* [TRECHO DO DOCUMENTO]:
Há figuras que atravessam a história com tamanha luz que suas obras permanecem mesmo após o fim de suas vidas. O Papa Francisco é uma dessas figuras. Sua morte não representa o fim de um ciclo, mas a consumação de um testemunho que, à semelhança de Cristo, desafia o mundo a repensar sua relação com o Evangelho. Francisco foi um pastor que se fez povo, que viveu o que pregava, e cuja voz ecoou com a força do Espírito Santo em um tempo de individualismo, ódio e destruição da criação.

Francisco incomodou. E isso o tornou semelhante ao próprio Jesus, que também foi traído pelos que se sentavam à sua mesa, condenado pelos que detinham o poder e questionado por aqueles que não suportavam sua mensagem de amor sem barreiras. O Papa Francisco ousou viver o Evangelho como ele é: direto, simples e transformador. Pregou que não basta anunciar a Boa-Nova — é preciso vivê-la. E viver o Evangelho significa amar sem pré-condições, acolher os diferentes, defender os vulneráveis e respeitar a criação.

Seu pontificado foi marcado por decisões corajosas e falas que provocaram reações duras até dentro da própria Igreja. Acusaram-no de comunista, progressista demais, herege — títulos que, ironicamente, já foram usados contra os profetas do passado e contra o próprio Cristo. Mas Francisco, ungido pelo Espírito Santo, seguiu firme na sua missão de fazer com que a Igreja se parecesse cada vez mais com Jesus.

Entre seus maiores legados está a encíclica Laudato Si’, na qual convoca o mundo a cuidar da casa comum. Nela, Francisco retoma a espiritualidade de São Francisco de Assis, que via na natureza uma irmã, uma extensão do amor criador de Deus. A Terra geme, como diz São Paulo (Rm 8,22), e Francisco nos advertiu: destruir a criação é ofender o Criador. Seu chamado não era apenas ecológico, mas profundamente teológico: Deus criou primeiro o lar e depois colocou o homem nele, como um jardineiro e não como um dominador. O Espírito de Deus pairava sobre as águas antes que existíssemos. Logo, o respeito à natureza é também reverência ao sagrado.

* [CONJUNTO DE DADOS]:
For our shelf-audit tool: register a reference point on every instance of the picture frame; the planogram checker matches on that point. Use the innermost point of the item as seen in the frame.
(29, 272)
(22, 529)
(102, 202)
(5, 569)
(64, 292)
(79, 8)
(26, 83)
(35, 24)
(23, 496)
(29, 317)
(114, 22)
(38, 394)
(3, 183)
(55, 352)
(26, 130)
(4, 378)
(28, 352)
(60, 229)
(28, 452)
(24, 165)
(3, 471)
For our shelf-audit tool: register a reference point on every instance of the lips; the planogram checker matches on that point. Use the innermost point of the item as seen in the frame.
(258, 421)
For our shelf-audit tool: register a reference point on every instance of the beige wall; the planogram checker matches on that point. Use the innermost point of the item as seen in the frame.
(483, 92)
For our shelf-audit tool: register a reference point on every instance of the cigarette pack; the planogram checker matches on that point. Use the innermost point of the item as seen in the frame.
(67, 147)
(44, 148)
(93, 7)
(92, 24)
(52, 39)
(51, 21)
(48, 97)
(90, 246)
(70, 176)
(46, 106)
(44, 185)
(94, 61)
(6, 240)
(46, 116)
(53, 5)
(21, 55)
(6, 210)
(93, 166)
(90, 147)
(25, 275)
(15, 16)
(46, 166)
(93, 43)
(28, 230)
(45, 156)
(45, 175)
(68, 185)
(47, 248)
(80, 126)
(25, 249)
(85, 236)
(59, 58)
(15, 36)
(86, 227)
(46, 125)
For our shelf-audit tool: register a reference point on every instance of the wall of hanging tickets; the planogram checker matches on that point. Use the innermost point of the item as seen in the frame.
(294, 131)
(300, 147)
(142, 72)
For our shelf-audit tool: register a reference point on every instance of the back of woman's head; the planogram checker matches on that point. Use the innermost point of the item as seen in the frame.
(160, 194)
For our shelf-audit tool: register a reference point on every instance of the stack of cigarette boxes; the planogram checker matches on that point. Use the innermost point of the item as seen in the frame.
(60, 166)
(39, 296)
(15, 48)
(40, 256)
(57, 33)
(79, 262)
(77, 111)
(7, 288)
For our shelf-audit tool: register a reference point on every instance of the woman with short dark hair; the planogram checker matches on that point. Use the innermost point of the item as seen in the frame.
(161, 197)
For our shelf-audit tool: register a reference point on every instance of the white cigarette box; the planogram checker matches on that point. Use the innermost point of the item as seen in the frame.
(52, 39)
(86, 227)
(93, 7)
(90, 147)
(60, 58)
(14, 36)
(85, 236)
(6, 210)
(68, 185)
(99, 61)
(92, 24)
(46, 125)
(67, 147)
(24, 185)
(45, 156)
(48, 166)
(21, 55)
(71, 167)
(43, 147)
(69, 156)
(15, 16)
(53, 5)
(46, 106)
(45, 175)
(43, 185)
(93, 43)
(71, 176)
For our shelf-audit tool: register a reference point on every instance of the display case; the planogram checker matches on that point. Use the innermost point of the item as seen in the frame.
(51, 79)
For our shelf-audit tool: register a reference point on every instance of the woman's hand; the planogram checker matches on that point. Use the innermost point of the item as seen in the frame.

* [TAREFA A]: De acordo com o texto sobre o Papa Francisco, por que o respeito à natureza é também reverência ao sagrado? Responda em uma a três frases.
* [TAREFA B]: Reescreva o trecho do texto sobre o Papa Francisco que começa com as palavras "Entre seus maiores" e termina com "reverência ao sagrado.", trocando "jardineiro" por "cultivador".

* [RESPOSTA DO EXERCÍCIO A]: Porque o chamado de Francisco era profundamente teológico: Deus criou primeiro o lar e depois colocou o homem nele, como um jardineiro e não como um dominador. Além disso, o Espírito de Deus pairava sobre as águas antes que existíssemos, e destruir a criação é ofender o Criador.

* [RESPOSTA DO EXERCÍCIO B]:
Entre seus maiores legados está a encíclica Laudato Si’, na qual convoca o mundo a cuidar da casa comum. Nela, Francisco retoma a espiritualidade de São Francisco de Assis, que via na natureza uma irmã, uma extensão do amor criador de Deus. A Terra geme, como diz São Paulo (Rm 8,22), e Francisco nos advertiu: destruir a criação é ofender o Criador. Seu chamado não era apenas ecológico, mas profundamente teológico: Deus criou primeiro o lar e depois colocou o homem nele, como um cultivador e não como um dominador. O Espírito de Deus pairava sobre as águas antes que existíssemos. Logo, o respeito à natureza é também reverência ao sagrado.